■ **TASKS TO CARRY OUT**
A – Please answer these questions from the QLoRA finetuning README, one line each:
(i) What Python version does the install step give the new conda environment?
(ii) Which script finetunes LLaMA2-7B on two Arc A770?
(iii) What DeepSpeed technology is used while finetuning LLaMA2-70B?
B – Pick up the QLoRA finetuning README after its final sentence and carry it on.

*** TEXT UNDER STUDY

README.md

QLoRA Finetuning with IPEX-LLM

This example ports Alpaca-LoRA to IPEX-LLM (using QLoRA algorithm) on Intel GPU.

Note: You could also refer to simple QLoRA example to try related usage.

0. Requirements

To run this example with IPEX-LLM on Intel GPUs, we have some recommended requirements for your machine, please refer to here for more information.

1. Install

conda create -n llm python=3.11
conda activate llm
# below command will install intel_extension_for_pytorch==2.1.10+xpu as default
pip install --pre --upgrade ipex-llm[xpu] --extra-index-url https://pytorch-extension.intel.com/release-whl/stable/xpu/us/
pip install transformers==4.36.1 datasets
pip install fire peft==0.10.0 accelerate==0.23.0
pip install oneccl_bind_pt==2.1.100 --extra-index-url https://pytorch-extension.intel.com/release-whl/stable/xpu/us/ # necessary to run distributed finetuning
pip install bitsandbytes scipy
# configures OneAPI environment variables
source /opt/intel/oneapi/setvars.sh # necessary to run before installing deepspeed
pip install git+https://github.com/microsoft/DeepSpeed.git@78c518e
pip install git+https://github.com/intel/intel-extension-for-deepspeed.git@ec33277
# (optional) install mpirun to run multi-card finetuning
sudo apt install openmpi-bin

2. Configures OneAPI environment variables

source /opt/intel/oneapi/setvars.sh

3. QLoRA Finetune

Here, we provide example usages on different hardware. Please refer to the appropriate script based on your device and model:

Show LLaMA2-7B examples

Finetuning LLaMA2-7B on single Arc A770

bash qlora_finetune_llama2_7b_arc_1_card.sh

Finetuning LLaMA2-7B on two Arc A770

bash qlora_finetune_llama2_7b_arc_2_card.sh

Finetuning LLaMA2-7B on single Data Center GPU Flex 170

bash qlora_finetune_llama2_7b_flex_170_1_card.sh

Finetuning LLaMA2-7B on three Data Center GPU Flex 170

bash qlora_finetune_llama2_7b_flex_170_3_card.sh

Finetuning LLaMA2-7B on single Intel Data Center GPU Max 1100

bash qlora_finetune_llama2_7b_pvc_1100_1_card.sh

Finetuning LLaMA2-7B on four Intel Data Center GPU Max 1100

bash qlora_finetune_llama2_7b_pvc_1100_4_card.sh

Finetuning LLaMA2-7B on single Intel Data Center GPU Max 1550

bash qlora_finetune_llama2_7b_pvc_1550_1_card.sh

Finetuning LLaMA2-7B on four Intel Data Center GPU Max 1550

bash qlora_finetune_llama2_7b_pvc_1550_4_card.sh

Show LLaMA2-13B examples

Finetuning LLaMA2-13B on single tile of Intel Data Center GPU Max 1550

bash qlora_finetune_llama2_13b_pvc_1550_1_tile.sh

Finetuning LLaMA2-13B on single Intel Data Center GPU Max 1550

bash qlora_finetune_llama2_13b_pvc_1550_1_card.sh

Finetuning LLaMA2-13B on four Intel Data Center GPU Max 1550

bash qlora_finetune_llama2_13b_pvc_1550_4_card.sh

Show LLaMA2-70B examples

Different from LLaMA2-7B and LLaMA2-13B, it is recommonded to save the model with ipex-llm low-bit optimization first to avoid large amount of CPU memory usage. And DeepSpeed ZeRO2 technology is used during finetuning.

******
*** ENTRIES SUPPLIED

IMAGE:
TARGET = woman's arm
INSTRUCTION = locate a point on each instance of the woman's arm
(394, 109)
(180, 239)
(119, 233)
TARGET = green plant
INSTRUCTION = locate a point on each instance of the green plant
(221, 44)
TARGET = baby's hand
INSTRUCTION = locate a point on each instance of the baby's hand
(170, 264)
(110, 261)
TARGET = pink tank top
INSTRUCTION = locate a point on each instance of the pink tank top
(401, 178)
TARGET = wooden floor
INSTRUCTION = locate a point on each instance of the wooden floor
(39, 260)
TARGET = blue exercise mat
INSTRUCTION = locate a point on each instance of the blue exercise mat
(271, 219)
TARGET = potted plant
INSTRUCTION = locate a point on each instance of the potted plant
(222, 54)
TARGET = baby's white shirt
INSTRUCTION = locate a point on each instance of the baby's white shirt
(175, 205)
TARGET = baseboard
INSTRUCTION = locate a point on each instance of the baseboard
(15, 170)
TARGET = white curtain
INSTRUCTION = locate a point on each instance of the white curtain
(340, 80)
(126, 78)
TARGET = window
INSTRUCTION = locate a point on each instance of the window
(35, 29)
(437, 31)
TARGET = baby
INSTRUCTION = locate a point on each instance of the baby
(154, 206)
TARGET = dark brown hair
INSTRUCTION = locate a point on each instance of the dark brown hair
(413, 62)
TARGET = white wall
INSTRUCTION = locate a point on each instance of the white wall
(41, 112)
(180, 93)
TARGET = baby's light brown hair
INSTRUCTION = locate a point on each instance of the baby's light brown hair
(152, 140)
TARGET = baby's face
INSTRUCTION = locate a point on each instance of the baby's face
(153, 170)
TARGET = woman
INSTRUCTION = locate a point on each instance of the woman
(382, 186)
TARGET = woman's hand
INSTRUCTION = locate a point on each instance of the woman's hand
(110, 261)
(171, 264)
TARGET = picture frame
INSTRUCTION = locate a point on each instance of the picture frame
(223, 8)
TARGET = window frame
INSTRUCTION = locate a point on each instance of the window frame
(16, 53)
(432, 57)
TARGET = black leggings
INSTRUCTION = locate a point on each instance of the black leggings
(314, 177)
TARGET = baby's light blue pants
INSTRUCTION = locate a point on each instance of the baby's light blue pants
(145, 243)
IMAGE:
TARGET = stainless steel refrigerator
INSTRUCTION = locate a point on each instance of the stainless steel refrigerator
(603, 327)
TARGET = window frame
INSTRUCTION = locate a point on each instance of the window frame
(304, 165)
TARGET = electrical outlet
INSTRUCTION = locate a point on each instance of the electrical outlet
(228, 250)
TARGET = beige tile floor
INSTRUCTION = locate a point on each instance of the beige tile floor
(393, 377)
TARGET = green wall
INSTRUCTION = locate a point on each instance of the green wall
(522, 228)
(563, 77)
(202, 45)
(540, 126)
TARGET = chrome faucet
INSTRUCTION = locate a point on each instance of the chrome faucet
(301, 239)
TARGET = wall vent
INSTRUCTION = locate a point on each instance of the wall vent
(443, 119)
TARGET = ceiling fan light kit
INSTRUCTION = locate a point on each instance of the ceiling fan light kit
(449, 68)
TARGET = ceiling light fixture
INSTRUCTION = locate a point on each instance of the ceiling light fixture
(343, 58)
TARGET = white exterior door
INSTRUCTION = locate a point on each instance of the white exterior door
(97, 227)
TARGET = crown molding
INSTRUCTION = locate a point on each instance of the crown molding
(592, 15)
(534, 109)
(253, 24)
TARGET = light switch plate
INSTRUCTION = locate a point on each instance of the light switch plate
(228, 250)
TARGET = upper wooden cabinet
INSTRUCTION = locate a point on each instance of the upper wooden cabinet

******

■ **ANSWERS PER TASK**
A –
(i) Python 3.11
(ii) qlora_finetune_llama2_7b_arc_2_card.sh
(iii) DeepSpeed ZeRO2

B –
Finetuning LLaMA2-70B on one Intel Data Center GPU Max 1550

bash qlora_finetune_llama2_70b_pvc_1550_1_card.sh

Finetuning LLaMA2-70B on four Intel Data Center GPU Max 1550

bash qlora_finetune_llama2_70b_pvc_1550_4_card.sh

Show LLaMA3-8B examples

Finetuning LLaMA3-8B on single Arc A770

bash qlora_finetune_llama3_8b_arc_1_card.sh

Show ChatGLM3-6B examples

Finetuning ChatGLM3-6B examples on single Arc A770

bash qlora_finetune_chatglm3_6b_arc_1_card.sh

Show Qwen-1.5-7B examples

Finetuning Qwen-1.5-7B examples on single Arc A770

Install transformers 4.37.0

pip install transformers==4.37.0

bash qlora_finetune_qwen15_7b_arc_1_card.sh

Show Baichuan2-7B examples

Finetuning Baichuan2-7B examples on single Arc A770

Please download Baichuan2-7B-Chat. Modify modeling_baichuan.py in model dir. Add following 2 lines into Line 234. This change fixes Baichuan2 type mismatch issue.

if(attention_mask.dtype != query_states.dtype):
    attention_mask = attention_mask.to(query_states.dtype)

After modification, line 234-236 should look like below.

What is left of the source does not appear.